> _Aim of the task_: How many lines in the records below contain the word "several"? Reply with the number only.

> _Excerpted records_:

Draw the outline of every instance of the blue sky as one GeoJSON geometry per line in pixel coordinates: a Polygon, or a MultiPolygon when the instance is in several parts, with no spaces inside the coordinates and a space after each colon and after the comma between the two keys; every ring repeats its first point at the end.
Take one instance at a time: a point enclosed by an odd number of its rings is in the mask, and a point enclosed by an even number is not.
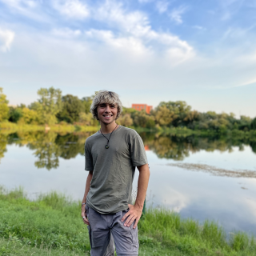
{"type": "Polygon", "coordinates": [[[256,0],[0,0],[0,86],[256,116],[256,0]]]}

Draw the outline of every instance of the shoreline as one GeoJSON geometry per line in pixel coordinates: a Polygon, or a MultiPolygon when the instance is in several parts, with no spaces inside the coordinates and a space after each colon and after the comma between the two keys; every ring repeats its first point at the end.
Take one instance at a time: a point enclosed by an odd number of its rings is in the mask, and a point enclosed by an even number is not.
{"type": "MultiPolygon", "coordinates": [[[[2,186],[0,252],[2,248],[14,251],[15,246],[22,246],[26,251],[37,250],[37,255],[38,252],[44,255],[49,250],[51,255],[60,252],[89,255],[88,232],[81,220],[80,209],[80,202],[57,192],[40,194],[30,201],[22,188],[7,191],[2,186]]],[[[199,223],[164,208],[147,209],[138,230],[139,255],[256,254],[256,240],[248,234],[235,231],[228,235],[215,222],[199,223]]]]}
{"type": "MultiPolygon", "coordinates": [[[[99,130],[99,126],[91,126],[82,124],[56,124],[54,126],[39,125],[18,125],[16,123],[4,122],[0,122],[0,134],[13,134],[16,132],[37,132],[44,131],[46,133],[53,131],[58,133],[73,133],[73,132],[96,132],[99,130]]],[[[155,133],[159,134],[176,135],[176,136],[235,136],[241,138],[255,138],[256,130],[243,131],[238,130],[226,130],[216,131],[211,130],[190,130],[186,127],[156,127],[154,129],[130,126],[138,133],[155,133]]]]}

> _Completed exercise_: 2